-- Problem --
How do the records below read from their first line through the line containing "Query: cupcake"? Write those lines out exactly.

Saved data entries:

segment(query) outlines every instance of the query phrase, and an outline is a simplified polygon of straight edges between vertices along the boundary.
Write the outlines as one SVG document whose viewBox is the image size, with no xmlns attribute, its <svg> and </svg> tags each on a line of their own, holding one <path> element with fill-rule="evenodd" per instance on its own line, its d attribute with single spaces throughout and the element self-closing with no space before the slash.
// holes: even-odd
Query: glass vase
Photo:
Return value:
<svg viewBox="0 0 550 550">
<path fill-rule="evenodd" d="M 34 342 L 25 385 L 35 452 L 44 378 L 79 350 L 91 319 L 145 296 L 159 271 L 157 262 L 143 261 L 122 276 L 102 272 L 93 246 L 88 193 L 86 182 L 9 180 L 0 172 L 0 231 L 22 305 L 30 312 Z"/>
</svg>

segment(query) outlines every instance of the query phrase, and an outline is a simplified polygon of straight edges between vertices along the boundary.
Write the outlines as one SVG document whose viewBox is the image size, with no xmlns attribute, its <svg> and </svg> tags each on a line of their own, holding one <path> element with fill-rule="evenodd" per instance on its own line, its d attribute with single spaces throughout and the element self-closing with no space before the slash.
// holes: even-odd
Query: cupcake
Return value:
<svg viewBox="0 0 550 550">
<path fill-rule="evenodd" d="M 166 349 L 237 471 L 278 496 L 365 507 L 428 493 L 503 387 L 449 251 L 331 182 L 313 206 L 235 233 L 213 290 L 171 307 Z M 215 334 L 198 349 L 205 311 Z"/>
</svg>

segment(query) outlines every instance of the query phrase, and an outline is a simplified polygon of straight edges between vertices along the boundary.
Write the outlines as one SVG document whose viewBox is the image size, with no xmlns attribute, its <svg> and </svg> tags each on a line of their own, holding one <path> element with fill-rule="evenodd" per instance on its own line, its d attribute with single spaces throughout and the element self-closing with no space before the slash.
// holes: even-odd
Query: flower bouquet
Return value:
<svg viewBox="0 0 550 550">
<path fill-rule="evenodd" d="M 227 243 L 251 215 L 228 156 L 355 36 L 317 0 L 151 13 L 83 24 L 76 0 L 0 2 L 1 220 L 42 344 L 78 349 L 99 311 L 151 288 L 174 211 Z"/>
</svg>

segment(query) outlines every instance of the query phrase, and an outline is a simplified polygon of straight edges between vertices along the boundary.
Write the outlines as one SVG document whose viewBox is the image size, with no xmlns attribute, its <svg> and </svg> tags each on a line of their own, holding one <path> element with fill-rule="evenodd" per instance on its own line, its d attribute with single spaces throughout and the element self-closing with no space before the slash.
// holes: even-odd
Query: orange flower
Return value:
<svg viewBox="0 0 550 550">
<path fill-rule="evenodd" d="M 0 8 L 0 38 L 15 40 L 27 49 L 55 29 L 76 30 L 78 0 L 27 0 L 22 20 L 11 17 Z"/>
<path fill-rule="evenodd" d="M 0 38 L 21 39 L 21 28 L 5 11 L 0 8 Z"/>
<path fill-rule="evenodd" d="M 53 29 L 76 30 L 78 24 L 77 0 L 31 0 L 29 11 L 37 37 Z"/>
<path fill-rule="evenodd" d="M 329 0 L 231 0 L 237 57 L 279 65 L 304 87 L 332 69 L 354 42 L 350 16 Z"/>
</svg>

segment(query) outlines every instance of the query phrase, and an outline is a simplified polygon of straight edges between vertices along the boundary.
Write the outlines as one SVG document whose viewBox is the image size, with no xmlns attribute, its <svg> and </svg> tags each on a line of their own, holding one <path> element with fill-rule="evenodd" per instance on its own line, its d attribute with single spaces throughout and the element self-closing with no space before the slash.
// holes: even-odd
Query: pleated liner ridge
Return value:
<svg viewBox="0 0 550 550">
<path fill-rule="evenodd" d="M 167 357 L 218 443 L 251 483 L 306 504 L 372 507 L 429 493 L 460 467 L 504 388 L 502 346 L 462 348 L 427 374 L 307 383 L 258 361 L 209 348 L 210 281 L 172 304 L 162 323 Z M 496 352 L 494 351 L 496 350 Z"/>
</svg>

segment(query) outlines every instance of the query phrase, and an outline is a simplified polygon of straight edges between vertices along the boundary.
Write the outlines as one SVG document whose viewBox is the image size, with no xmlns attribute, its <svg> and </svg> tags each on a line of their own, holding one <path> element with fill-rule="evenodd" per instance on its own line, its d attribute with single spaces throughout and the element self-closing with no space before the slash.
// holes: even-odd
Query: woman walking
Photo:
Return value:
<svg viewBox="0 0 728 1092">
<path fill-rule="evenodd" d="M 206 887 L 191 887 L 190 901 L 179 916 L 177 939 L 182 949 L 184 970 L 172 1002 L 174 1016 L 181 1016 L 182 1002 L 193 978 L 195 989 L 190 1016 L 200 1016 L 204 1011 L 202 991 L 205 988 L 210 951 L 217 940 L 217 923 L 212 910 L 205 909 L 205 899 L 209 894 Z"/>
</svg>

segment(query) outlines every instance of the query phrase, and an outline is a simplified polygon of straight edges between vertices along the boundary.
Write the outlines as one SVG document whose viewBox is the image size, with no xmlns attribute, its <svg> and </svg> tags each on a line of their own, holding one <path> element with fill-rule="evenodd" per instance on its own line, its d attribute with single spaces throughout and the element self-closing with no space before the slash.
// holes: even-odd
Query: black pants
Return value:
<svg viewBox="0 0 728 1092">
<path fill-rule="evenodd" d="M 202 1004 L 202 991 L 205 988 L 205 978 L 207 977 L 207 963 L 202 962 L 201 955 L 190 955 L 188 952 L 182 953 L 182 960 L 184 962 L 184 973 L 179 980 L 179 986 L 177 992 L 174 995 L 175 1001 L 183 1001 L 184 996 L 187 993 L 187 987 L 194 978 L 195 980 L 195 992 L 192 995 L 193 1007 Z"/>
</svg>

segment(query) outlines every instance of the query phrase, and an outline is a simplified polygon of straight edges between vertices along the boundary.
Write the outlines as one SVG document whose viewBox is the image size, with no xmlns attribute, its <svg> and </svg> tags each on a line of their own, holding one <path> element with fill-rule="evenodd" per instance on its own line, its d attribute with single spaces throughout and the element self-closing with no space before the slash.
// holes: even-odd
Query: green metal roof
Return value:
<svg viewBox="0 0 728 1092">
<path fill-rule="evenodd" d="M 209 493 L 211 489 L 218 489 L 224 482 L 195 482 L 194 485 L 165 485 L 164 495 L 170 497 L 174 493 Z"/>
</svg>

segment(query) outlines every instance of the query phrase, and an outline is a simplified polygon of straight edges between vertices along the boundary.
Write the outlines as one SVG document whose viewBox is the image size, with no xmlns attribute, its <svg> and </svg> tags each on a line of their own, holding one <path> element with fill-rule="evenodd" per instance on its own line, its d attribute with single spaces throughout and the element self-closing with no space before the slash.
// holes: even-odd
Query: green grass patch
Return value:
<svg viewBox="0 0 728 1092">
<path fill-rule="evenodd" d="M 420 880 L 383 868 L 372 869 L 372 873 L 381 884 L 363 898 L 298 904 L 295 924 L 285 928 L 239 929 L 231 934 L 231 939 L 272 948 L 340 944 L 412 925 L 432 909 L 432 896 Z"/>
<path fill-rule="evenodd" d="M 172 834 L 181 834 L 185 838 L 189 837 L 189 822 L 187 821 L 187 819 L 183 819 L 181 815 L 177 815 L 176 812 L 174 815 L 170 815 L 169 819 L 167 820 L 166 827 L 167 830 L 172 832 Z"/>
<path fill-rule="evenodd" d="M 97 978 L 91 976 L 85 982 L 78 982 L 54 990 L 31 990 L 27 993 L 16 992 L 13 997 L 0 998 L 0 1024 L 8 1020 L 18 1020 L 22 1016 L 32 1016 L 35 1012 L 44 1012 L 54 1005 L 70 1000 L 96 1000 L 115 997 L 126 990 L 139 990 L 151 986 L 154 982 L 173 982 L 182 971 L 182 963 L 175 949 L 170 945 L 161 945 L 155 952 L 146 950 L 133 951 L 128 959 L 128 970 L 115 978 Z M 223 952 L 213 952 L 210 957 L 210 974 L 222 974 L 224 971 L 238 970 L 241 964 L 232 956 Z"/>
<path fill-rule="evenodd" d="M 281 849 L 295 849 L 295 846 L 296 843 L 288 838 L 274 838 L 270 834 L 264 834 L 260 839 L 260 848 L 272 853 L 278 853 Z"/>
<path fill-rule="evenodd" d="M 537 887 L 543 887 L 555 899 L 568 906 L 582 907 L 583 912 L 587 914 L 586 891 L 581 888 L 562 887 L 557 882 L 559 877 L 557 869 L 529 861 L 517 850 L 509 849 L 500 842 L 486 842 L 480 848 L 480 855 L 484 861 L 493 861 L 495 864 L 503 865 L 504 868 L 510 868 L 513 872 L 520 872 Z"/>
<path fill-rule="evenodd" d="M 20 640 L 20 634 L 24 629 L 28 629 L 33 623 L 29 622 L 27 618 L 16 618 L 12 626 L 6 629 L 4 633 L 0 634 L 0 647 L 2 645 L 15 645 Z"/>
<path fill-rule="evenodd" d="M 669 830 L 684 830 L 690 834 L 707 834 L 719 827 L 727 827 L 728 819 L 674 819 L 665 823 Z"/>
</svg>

-- Written solution --
segment(query) outlines every instance of the query phrase, and an outline is a simplified polygon of straight edges between vertices along the boundary.
Write the outlines as one SVG document whose viewBox is the image size, with no xmlns attribute, its <svg> and </svg> tags each on a line of their own, holding one <path> element with fill-rule="evenodd" per instance on its own line, its d attribute with single spaces throughout and the element self-closing with no space before the slash.
// holes: even-odd
Query: glass vase
Photo:
Return value:
<svg viewBox="0 0 550 550">
<path fill-rule="evenodd" d="M 34 342 L 25 385 L 35 452 L 44 378 L 79 350 L 91 319 L 145 296 L 159 271 L 157 262 L 143 261 L 122 276 L 102 272 L 93 246 L 88 193 L 86 182 L 9 180 L 0 172 L 0 231 L 22 305 L 30 312 Z"/>
</svg>

segment(query) outlines every instance of the query phrase, and an outline is a simplified polygon of straight edges between vertices along the boundary.
Write the outlines as one SVG document whose viewBox is the image size, with no xmlns attribute, its <svg> and </svg> tags each on a line of their own, holding one <path> element with fill-rule="evenodd" per instance on its own line, its d attribute with single spaces throughout and the element self-closing with no space before the slash.
// holes: even-odd
Query: cupcake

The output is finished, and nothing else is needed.